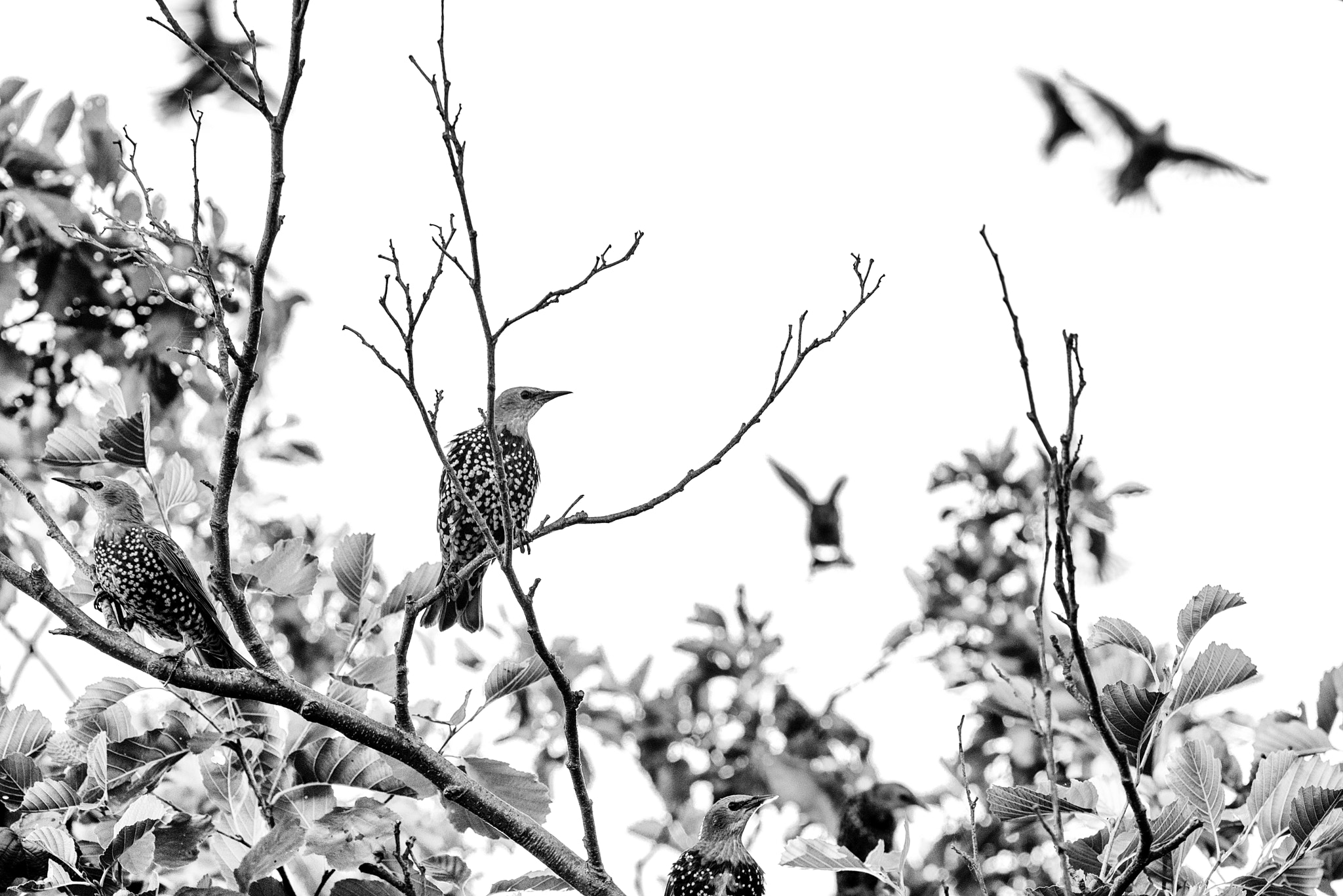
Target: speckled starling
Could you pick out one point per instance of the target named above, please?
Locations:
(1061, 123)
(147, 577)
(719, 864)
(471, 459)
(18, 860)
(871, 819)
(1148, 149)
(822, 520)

• **What needs to be done**: A verbatim retyping of the listing, without any pictures, is the expected answer.

• **Solution**:
Target: speckled starling
Could you pick out one point per instance of the target named above, please?
Locations:
(1061, 123)
(147, 577)
(719, 864)
(471, 459)
(18, 860)
(871, 819)
(1148, 149)
(822, 520)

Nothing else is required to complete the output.